═════ ITEMS
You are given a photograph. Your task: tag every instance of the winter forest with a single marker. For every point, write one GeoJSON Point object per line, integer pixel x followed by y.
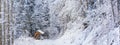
{"type": "Point", "coordinates": [59, 22]}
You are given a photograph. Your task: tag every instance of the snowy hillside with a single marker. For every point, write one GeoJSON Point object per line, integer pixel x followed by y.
{"type": "Point", "coordinates": [67, 22]}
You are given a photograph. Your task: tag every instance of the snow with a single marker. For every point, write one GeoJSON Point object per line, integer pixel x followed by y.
{"type": "Point", "coordinates": [70, 15]}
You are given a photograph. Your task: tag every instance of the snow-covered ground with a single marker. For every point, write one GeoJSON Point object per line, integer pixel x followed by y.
{"type": "Point", "coordinates": [85, 23]}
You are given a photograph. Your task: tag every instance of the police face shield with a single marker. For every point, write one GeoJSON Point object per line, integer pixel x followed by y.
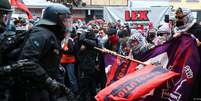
{"type": "Point", "coordinates": [67, 22]}
{"type": "Point", "coordinates": [4, 19]}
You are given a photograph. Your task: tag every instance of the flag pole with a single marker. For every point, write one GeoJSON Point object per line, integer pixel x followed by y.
{"type": "Point", "coordinates": [119, 55]}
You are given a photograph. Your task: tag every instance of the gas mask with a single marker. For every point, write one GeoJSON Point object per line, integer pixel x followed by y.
{"type": "Point", "coordinates": [4, 18]}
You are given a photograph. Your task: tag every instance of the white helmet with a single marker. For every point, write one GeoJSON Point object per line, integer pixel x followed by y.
{"type": "Point", "coordinates": [184, 19]}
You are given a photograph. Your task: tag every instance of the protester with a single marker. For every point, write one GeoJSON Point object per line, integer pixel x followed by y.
{"type": "Point", "coordinates": [186, 24]}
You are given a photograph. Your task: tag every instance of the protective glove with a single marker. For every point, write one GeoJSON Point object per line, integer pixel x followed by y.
{"type": "Point", "coordinates": [10, 69]}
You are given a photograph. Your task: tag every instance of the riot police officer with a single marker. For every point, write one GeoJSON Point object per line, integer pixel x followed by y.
{"type": "Point", "coordinates": [23, 68]}
{"type": "Point", "coordinates": [42, 46]}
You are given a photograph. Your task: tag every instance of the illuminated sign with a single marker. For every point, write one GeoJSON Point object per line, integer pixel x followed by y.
{"type": "Point", "coordinates": [136, 15]}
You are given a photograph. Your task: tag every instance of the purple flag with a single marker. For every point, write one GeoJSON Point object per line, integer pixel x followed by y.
{"type": "Point", "coordinates": [179, 55]}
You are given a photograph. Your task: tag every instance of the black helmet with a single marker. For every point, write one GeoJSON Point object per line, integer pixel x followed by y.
{"type": "Point", "coordinates": [50, 15]}
{"type": "Point", "coordinates": [5, 5]}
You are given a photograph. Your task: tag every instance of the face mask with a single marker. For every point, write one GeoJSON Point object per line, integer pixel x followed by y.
{"type": "Point", "coordinates": [179, 23]}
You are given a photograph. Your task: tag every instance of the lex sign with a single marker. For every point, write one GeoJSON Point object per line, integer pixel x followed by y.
{"type": "Point", "coordinates": [136, 15]}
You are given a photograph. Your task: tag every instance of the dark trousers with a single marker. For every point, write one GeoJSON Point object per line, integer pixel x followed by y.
{"type": "Point", "coordinates": [87, 86]}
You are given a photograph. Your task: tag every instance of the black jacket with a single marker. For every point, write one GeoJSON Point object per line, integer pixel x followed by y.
{"type": "Point", "coordinates": [87, 57]}
{"type": "Point", "coordinates": [42, 47]}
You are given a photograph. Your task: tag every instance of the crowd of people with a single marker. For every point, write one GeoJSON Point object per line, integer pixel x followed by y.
{"type": "Point", "coordinates": [53, 53]}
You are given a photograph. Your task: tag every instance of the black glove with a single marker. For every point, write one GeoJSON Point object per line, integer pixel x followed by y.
{"type": "Point", "coordinates": [10, 69]}
{"type": "Point", "coordinates": [5, 70]}
{"type": "Point", "coordinates": [59, 89]}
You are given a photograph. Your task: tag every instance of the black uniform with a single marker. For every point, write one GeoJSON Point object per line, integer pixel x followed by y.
{"type": "Point", "coordinates": [86, 63]}
{"type": "Point", "coordinates": [42, 47]}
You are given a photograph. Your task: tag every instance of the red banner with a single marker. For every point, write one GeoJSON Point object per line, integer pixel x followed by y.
{"type": "Point", "coordinates": [119, 69]}
{"type": "Point", "coordinates": [136, 84]}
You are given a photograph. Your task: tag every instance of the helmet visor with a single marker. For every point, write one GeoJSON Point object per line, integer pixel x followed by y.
{"type": "Point", "coordinates": [67, 21]}
{"type": "Point", "coordinates": [4, 20]}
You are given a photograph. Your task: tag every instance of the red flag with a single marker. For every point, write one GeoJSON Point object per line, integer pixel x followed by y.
{"type": "Point", "coordinates": [119, 69]}
{"type": "Point", "coordinates": [21, 6]}
{"type": "Point", "coordinates": [136, 84]}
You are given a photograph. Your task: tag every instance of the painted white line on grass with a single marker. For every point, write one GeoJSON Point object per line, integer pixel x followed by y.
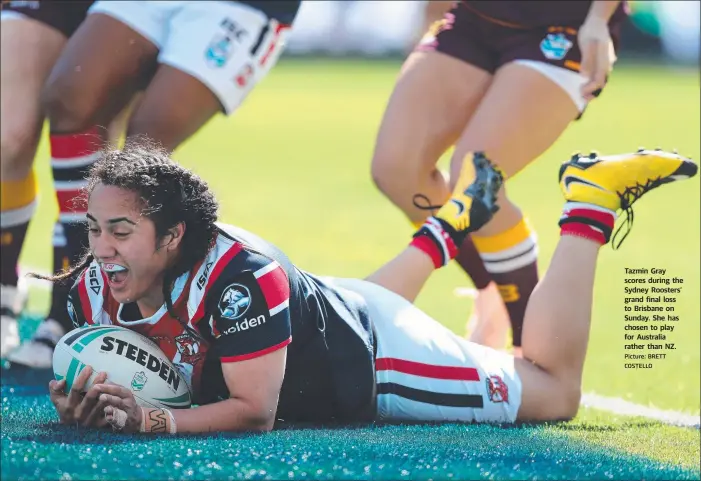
{"type": "Point", "coordinates": [626, 408]}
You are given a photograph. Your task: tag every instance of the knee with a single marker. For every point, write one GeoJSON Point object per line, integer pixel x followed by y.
{"type": "Point", "coordinates": [18, 144]}
{"type": "Point", "coordinates": [567, 405]}
{"type": "Point", "coordinates": [67, 108]}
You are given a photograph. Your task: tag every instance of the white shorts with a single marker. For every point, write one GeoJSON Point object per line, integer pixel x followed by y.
{"type": "Point", "coordinates": [425, 372]}
{"type": "Point", "coordinates": [227, 46]}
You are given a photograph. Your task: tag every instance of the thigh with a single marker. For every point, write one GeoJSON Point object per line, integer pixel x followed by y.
{"type": "Point", "coordinates": [432, 101]}
{"type": "Point", "coordinates": [425, 372]}
{"type": "Point", "coordinates": [554, 53]}
{"type": "Point", "coordinates": [522, 115]}
{"type": "Point", "coordinates": [101, 67]}
{"type": "Point", "coordinates": [168, 121]}
{"type": "Point", "coordinates": [28, 50]}
{"type": "Point", "coordinates": [226, 46]}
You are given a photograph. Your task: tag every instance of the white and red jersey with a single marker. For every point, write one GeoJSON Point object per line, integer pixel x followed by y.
{"type": "Point", "coordinates": [243, 300]}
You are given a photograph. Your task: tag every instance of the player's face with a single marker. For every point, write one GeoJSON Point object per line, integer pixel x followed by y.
{"type": "Point", "coordinates": [124, 242]}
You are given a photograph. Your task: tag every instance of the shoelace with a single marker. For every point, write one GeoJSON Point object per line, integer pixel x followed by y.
{"type": "Point", "coordinates": [628, 197]}
{"type": "Point", "coordinates": [427, 205]}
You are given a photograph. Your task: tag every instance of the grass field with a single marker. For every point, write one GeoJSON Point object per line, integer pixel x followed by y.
{"type": "Point", "coordinates": [293, 166]}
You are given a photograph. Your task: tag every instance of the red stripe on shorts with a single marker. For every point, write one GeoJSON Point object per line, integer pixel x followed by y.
{"type": "Point", "coordinates": [457, 373]}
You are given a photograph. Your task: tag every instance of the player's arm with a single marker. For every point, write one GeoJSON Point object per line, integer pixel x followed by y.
{"type": "Point", "coordinates": [596, 47]}
{"type": "Point", "coordinates": [254, 387]}
{"type": "Point", "coordinates": [251, 324]}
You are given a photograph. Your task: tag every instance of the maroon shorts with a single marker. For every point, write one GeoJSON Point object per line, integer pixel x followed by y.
{"type": "Point", "coordinates": [64, 16]}
{"type": "Point", "coordinates": [488, 43]}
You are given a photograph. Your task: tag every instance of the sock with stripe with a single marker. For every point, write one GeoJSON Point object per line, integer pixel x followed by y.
{"type": "Point", "coordinates": [18, 201]}
{"type": "Point", "coordinates": [439, 240]}
{"type": "Point", "coordinates": [511, 258]}
{"type": "Point", "coordinates": [469, 260]}
{"type": "Point", "coordinates": [72, 156]}
{"type": "Point", "coordinates": [588, 221]}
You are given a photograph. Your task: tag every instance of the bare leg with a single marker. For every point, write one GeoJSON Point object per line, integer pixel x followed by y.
{"type": "Point", "coordinates": [29, 51]}
{"type": "Point", "coordinates": [556, 332]}
{"type": "Point", "coordinates": [518, 98]}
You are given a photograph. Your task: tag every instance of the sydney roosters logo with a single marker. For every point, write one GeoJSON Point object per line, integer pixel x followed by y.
{"type": "Point", "coordinates": [188, 348]}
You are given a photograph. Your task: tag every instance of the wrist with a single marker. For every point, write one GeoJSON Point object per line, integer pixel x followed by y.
{"type": "Point", "coordinates": [157, 420]}
{"type": "Point", "coordinates": [601, 11]}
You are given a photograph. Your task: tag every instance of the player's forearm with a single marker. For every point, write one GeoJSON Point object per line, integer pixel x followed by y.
{"type": "Point", "coordinates": [228, 415]}
{"type": "Point", "coordinates": [602, 10]}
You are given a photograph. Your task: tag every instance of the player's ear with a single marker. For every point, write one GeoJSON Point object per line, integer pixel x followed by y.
{"type": "Point", "coordinates": [174, 236]}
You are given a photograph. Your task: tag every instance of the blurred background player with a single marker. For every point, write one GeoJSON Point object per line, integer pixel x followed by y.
{"type": "Point", "coordinates": [192, 59]}
{"type": "Point", "coordinates": [33, 36]}
{"type": "Point", "coordinates": [503, 77]}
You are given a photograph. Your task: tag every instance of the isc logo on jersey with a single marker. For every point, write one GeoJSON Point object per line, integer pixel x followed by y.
{"type": "Point", "coordinates": [233, 304]}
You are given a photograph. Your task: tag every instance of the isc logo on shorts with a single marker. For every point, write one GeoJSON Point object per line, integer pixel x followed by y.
{"type": "Point", "coordinates": [221, 47]}
{"type": "Point", "coordinates": [555, 46]}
══════════
WORK INSTRUCTIONS: Output only the lines running from the line with "the player's ear" through the final line of the data, inclusive.

COMPLETED EXERCISE:
You are given a photograph. Your task: tag every instance of the player's ear with a single marker. For every point, write one GeoJSON Point object per line, integer pixel x followed by y.
{"type": "Point", "coordinates": [174, 236]}
You are given a photograph. Your task: tag every instance of the blurred background player with a single marker. For every point, write one GeoJSON Point object per line, integer pixel x followed by y.
{"type": "Point", "coordinates": [192, 59]}
{"type": "Point", "coordinates": [33, 36]}
{"type": "Point", "coordinates": [503, 77]}
You are given a photograph. Your task: tag every instance of the isc logo on jersey with a single marker. For every point, write one GeoJSON Point object per line, integer pixel x followed by y.
{"type": "Point", "coordinates": [233, 304]}
You are given a photograph. Your task: tag every instance of the isc logo on shorts with a single marker. For every point, write one GeoJSON Point object per line, integer pixel x followed by y.
{"type": "Point", "coordinates": [221, 47]}
{"type": "Point", "coordinates": [555, 46]}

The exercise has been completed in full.